Langsung ke konten utama

Adakah Mereka yang Punya Dua Ibu?

 


Judul buku : Dua Ibu

Penulis : Arswendo Atmowiloto

Penerbit : Gramedia Pustaka Utama

Tahun terbit : 1980

Cetakan : Keempat, Juli 2017

Tebal buku : 304 halaman


Masing-masing pembaca memiliki penafsiran sendiri terhadap buku yang telah selesai dibacanya. Begitu pula dengan saya setelah membaca karya fiksi terbaik tahun 1981 Yayasan Buku Utama, Dua Ibu karya Arswendo Atmowiloto. Pengalaman membaca yang saya dapatkan dari buku yang sudah empat kali cetak tersebut adalah haru. 

Sosok ibu digambarkan oleh Arswendo melalui cerita dari anaknya yaitu Mamid. Sebenarnya, Mamid adalah salah satu dari anak yang diambil anak oleh ibu. Melalui surat-surat yang ditulis oleh Solemah, Mujanah, Ratsih, pembaca bisa mengetahui bagaimana perangai seorang ibu kepada anak-anaknya.

# # #

* [Ketentuan Latihan]
Sebutkan semua tokoh yang menulis surat menurut ulasan buku Dua Ibu.

* [Materi yang Ditampilkan]
# # #

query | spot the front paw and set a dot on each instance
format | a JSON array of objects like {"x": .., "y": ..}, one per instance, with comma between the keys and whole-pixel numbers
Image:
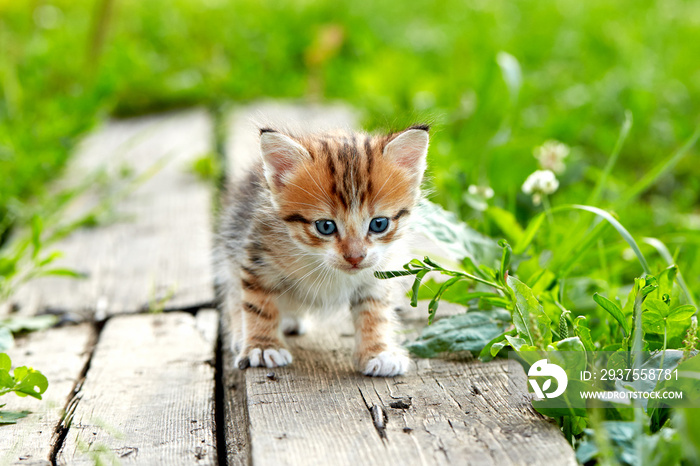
[
  {"x": 386, "y": 364},
  {"x": 262, "y": 357}
]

# # #

* [Hasil]
Solemah, Mujanah, dan Ratsih.